-- START --

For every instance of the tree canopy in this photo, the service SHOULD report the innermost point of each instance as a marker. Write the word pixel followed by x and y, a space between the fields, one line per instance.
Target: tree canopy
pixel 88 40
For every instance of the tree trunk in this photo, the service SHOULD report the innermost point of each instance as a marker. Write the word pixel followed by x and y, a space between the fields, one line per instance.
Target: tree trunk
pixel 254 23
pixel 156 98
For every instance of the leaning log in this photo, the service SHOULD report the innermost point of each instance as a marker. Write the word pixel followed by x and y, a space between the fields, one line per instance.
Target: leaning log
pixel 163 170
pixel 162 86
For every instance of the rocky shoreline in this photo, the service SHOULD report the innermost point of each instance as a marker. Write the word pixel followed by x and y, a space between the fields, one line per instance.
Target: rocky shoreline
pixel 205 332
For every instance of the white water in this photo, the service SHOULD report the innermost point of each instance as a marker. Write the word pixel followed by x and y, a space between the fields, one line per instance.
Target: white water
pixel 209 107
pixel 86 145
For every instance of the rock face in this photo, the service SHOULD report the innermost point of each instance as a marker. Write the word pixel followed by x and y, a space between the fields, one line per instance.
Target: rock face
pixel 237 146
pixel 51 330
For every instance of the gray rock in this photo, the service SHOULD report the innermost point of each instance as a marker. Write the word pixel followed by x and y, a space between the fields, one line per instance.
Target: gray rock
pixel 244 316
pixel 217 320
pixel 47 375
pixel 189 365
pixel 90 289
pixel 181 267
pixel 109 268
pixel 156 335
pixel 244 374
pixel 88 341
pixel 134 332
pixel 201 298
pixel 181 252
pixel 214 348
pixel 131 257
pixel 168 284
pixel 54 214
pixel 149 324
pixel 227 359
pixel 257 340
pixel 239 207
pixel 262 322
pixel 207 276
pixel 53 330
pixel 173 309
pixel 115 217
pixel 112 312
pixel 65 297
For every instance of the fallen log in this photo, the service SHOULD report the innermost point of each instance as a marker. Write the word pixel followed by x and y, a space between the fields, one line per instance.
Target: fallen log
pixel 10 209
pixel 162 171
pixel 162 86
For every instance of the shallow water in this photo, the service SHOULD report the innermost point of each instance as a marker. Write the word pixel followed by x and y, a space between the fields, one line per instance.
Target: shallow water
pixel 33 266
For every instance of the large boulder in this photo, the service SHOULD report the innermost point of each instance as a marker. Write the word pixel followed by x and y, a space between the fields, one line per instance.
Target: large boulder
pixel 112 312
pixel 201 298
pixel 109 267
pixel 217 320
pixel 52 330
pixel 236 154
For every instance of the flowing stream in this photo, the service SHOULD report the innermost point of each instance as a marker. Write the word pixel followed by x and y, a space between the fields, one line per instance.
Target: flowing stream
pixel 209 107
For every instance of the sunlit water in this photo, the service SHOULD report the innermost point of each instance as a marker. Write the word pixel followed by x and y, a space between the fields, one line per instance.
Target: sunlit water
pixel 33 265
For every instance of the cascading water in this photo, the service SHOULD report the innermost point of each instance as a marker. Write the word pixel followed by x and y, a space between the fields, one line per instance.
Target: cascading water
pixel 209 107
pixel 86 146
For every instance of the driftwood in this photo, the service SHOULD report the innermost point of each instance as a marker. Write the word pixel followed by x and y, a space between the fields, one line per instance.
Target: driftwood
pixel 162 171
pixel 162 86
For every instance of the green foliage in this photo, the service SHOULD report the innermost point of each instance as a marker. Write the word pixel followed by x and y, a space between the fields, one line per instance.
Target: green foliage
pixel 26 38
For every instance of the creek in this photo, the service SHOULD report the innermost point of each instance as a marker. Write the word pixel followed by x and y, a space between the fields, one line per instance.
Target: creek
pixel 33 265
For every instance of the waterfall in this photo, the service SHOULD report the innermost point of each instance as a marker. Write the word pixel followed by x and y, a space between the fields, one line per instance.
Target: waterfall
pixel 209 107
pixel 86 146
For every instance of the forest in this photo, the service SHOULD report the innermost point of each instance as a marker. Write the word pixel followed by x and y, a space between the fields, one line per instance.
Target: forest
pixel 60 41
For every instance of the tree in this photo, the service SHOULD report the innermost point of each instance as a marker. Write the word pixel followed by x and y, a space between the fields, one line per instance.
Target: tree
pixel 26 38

-- END --

▶ **Given request**: Can you retype every line of the listing above without changing a single character?

▶ **Answer for this exercise**:
For every instance of the tree canopy in this photo, the service SHOULD report the innermost point of each instance as a marker. Write the word pixel followed by x and y, a space between the fields, one line per instance.
Target: tree canopy
pixel 88 40
For every instance of the tree trunk in this photo, the service SHOULD report the innermost point of each instance as a marker. Write the word pixel followed by x and y, a space between the fields, one line per instance.
Target: tree trunk
pixel 254 23
pixel 156 98
For every instance of the leaning log in this photo, the service SHOULD report the innermost point of each instance as a marker. Write the word pixel followed by x and y, a space between the fields, one line per instance.
Target: leaning log
pixel 163 170
pixel 162 86
For every instance of the rocky shoreline in this photo, the service SHOULD report the innermost point of each instance as a marker. Write the word pixel followed by x and y, a space between the fields, one line per instance.
Target: rocky shoreline
pixel 205 332
For every instance of the white water in this photo, the service SHOULD report the innermost point of each instance as a marker. Write the word pixel followed by x and y, a space between the fields, one line per instance.
Target: white water
pixel 209 107
pixel 86 145
For every instance of the rock face in this photo, the service SHOULD report the innermost point of each instance as a marker. Write the word pixel followed by x and y, a space between the fields, one line per instance.
Target: rock face
pixel 237 146
pixel 51 330
For every instance of the gray rock in this photo, the service SHOULD report the innermost point of each instance as a marker. Write the word pixel followed by x and y, a space between the fields, one line per instance.
Target: gray rock
pixel 244 316
pixel 217 320
pixel 47 375
pixel 189 365
pixel 90 289
pixel 181 267
pixel 109 268
pixel 156 335
pixel 244 374
pixel 88 341
pixel 134 332
pixel 201 298
pixel 181 252
pixel 214 348
pixel 131 257
pixel 168 284
pixel 54 214
pixel 149 324
pixel 227 359
pixel 257 340
pixel 239 207
pixel 262 322
pixel 207 276
pixel 53 330
pixel 173 309
pixel 115 217
pixel 112 312
pixel 65 297
For every instance of the fallen log in this photo, the service SHOULD report the innermost point of each instance as a marker. Write the word pixel followed by x and y, a space between the fields, one line per instance.
Target: fallen log
pixel 10 209
pixel 162 171
pixel 162 86
For every instance of the shallow water in this photo, the service SHOULD report the innermost point of each instance as a marker. Write the word pixel followed by x and y, a space between the fields, one line per instance.
Target: shallow water
pixel 33 266
For every instance of the large boulder in this photo, the service SHOULD report the innermost point of each instance as a marker. Write the word pixel followed by x and y, a space between the fields, one line per instance.
Target: large boulder
pixel 112 312
pixel 201 298
pixel 109 267
pixel 217 320
pixel 52 330
pixel 236 154
For every instance of the flowing stream in this photo, the service SHOULD report the innermost point of each instance as a marker. Write the word pixel followed by x and y, a space between the fields, one line per instance.
Target: flowing stream
pixel 209 107
For every instance of the sunlit water in this photo, the service SHOULD report the innermost point of each instance as a marker. Write the word pixel followed by x and y, a space between the fields, one line per instance.
Target: sunlit water
pixel 33 265
For every instance of the cascading water in this photo, the service SHOULD report the innermost point of each instance as a marker. Write the word pixel followed by x and y, a space between the fields, one line per instance.
Target: cascading water
pixel 209 107
pixel 86 146
For every instance of the driftwood in this photo, the service SHOULD report the innermost point of each instance as a marker. Write the word pixel followed by x and y, a space between the fields, one line per instance.
Target: driftwood
pixel 162 171
pixel 162 86
For every instance of the green foliage in this photo, the service SHOULD report the innermost point of each instance as a marker. Write the word pixel followed by x and y, a space between the fields, one line per instance.
Target: green foliage
pixel 26 38
For every instance of the creek in this photo, the service SHOULD report the innermost point of each instance as a marker. Write the word pixel followed by x and y, a space between the fields, one line per instance.
Target: creek
pixel 33 265
For every instance of the waterfall in this photo, the service SHOULD report the innermost point of each instance as a marker. Write the word pixel followed by x and y, a space between the fields, one line per instance.
Target: waterfall
pixel 209 107
pixel 86 146
For every instance of the forest in this photo, the service SHOULD report the innermost point of each instance as a marker. Write the word pixel followed by x and y, a space between the fields, one line per instance.
Target: forest
pixel 60 41
For every instance of the tree in this photo, the service SHOULD report the innermost point of each instance as a marker. Write the word pixel followed by x and y, a space between the fields, one line per instance.
Target: tree
pixel 26 38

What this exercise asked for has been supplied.